## COMPITO 1
Nel brano sulle parole scritte su Facebook e la concessione di prestiti, quale testata viene indicata come fonte della notizia?
## COMPITO 2
Scrivi il seguito del brano sulle parole scritte su Facebook e la concessione di prestiti, partendo dopo la sua ultima frase.

## BRANO SCELTO

######

Antibufala: se dici certe parole su Facebook ti abbassano il credito!

Sta circolando con una certa inquietudine una notizia (per esempio sul popolarissimo sito Slashdot.org) secondo la quale le parole che scriviamo su Facebook vengono utilizzate dalle agenzie di valutazione della solvibilità economica personale per decidere se concedere prestiti e mutui. In particolare, sarebbe a rischio l’uso della parola inglese wasted, che in questo contesto significa ubriaco fradicio.

La fonte della notizia è una di quelle solitamente attendibili: è il Financial Times, che spiega che due delle principali società statunitensi, la FICO e la Trans Union, stanno esplorando nuovi modi di valutare in modo attendibile la solvibilità dei consumatori che normalmente vengono considerati eccessivamente a rischio.

######

Record di posizionamento dei punti:
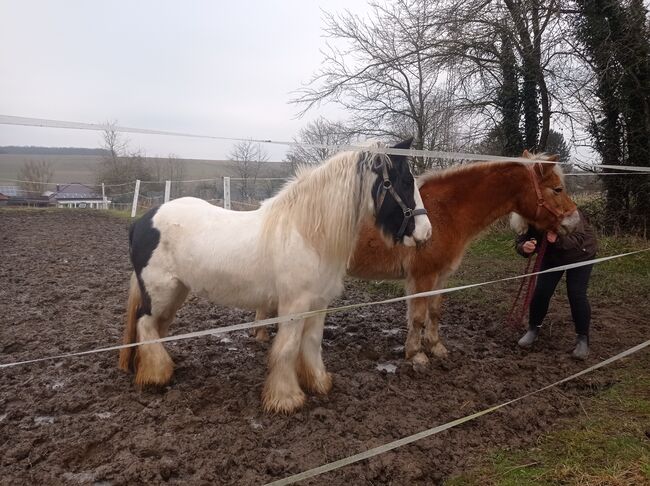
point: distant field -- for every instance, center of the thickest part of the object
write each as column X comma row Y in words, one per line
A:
column 82, row 168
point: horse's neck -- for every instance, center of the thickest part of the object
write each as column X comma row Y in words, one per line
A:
column 478, row 196
column 326, row 207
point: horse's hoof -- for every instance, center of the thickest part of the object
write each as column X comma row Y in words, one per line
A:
column 279, row 404
column 439, row 351
column 159, row 374
column 420, row 362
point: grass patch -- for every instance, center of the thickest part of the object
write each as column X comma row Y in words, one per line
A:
column 609, row 445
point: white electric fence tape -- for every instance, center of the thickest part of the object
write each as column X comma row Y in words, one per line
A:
column 42, row 122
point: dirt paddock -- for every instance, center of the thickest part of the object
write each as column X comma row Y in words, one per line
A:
column 63, row 284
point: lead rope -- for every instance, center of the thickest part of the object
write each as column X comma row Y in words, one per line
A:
column 514, row 318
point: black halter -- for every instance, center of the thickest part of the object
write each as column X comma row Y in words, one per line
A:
column 387, row 187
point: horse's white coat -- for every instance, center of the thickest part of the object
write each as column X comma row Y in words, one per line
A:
column 289, row 255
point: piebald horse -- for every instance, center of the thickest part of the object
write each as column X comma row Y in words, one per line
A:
column 460, row 202
column 289, row 255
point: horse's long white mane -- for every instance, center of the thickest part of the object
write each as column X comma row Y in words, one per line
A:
column 325, row 204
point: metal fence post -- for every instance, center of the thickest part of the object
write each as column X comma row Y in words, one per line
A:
column 134, row 207
column 168, row 190
column 104, row 203
column 226, row 192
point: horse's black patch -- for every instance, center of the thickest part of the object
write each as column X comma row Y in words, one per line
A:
column 390, row 216
column 143, row 240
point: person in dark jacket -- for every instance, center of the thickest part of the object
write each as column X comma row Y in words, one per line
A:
column 581, row 245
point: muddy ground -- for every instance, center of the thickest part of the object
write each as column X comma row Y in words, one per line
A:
column 63, row 281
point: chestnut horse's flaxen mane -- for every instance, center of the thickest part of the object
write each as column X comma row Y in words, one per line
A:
column 479, row 166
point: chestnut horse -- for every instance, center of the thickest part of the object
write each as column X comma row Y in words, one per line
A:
column 460, row 202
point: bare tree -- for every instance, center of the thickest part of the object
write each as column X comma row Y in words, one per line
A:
column 378, row 69
column 120, row 164
column 248, row 157
column 35, row 176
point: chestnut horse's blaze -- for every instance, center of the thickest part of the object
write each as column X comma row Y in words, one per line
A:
column 461, row 202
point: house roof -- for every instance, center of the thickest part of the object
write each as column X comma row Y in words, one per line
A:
column 74, row 190
column 12, row 191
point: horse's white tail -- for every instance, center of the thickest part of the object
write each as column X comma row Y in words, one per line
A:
column 130, row 331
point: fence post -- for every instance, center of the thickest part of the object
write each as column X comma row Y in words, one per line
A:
column 134, row 207
column 168, row 190
column 104, row 197
column 226, row 192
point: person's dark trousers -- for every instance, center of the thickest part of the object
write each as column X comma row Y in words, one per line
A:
column 577, row 280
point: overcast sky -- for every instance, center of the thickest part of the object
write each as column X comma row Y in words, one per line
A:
column 213, row 67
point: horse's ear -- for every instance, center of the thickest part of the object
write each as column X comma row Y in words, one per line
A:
column 405, row 144
column 547, row 168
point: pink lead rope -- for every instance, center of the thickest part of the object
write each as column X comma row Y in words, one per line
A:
column 515, row 318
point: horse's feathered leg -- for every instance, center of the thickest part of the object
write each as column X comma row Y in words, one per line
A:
column 417, row 313
column 282, row 392
column 153, row 364
column 311, row 369
column 432, row 342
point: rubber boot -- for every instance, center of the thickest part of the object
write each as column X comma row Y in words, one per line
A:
column 581, row 350
column 529, row 338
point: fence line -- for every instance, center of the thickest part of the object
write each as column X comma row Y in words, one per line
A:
column 434, row 154
column 440, row 428
column 304, row 315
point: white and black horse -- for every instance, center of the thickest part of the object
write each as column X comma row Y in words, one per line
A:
column 289, row 255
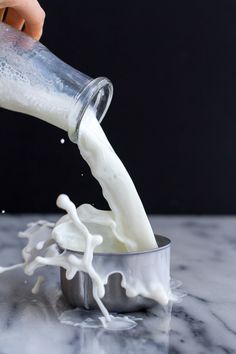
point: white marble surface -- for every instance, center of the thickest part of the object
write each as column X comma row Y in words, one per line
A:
column 203, row 258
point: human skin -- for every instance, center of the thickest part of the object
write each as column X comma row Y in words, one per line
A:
column 27, row 13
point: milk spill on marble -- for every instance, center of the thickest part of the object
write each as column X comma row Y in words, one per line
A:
column 124, row 228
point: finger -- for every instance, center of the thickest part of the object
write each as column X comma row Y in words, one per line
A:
column 33, row 15
column 14, row 19
column 2, row 12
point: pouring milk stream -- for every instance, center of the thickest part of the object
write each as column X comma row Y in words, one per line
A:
column 123, row 228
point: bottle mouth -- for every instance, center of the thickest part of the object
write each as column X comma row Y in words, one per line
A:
column 96, row 95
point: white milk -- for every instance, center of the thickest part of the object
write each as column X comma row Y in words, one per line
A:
column 124, row 228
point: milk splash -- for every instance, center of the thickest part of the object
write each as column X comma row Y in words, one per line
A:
column 124, row 228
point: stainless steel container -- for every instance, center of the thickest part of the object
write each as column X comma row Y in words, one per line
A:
column 78, row 291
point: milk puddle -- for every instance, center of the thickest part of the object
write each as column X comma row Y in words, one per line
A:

######

## RISPOSTA 1
Il Financial Times.

## RISPOSTA 2
Il CEO di FICO, Will Lansing, ha dichiarato al Financial Times che i tanti dati dei consumatori coprono una gamma molto varia di attendibilità. I più attendibili sono i pagamenti puntuali delle fatture delle carte di credito; in mezzo ci sono cose come le bollette dei servizi e i cambi d’indirizzo, che possono indicare difficoltà a pagare l’affitto; all'estremo opposto c’è tutto quello che l’utente pubblica sui social network, che può essere analizzato alla ricerca di indizi. Spiega Lansing: “Se guardi quante volte una persona usa la parola ‘ubriaco’ nel proprio profilo, ha un certo valore nel prevedere se sarà in grado di ripagare i propri debiti. Non è molto, ma è più di zero.”

Ma il Financial Times non dice che le parole chiave pubblicate nei social vengono realmente usate: Lansing sta facendo semplicemente un esempio ipotetico e il concetto di attingere ai post nei social network per valutare la solvibilità è sperimentale e riferito ai cittadini americani.

Nessun pericolo imminente, quindi, di vedersi rifiutato un prestito per aver parlato di ubriacature su Facebook; ma è vero che c'è molto interesse per l’analisi del contenuto di quello che scriviamo sui social network, per cui quella che ora è soltanto un’ipotesi potrebbe diventare realtà.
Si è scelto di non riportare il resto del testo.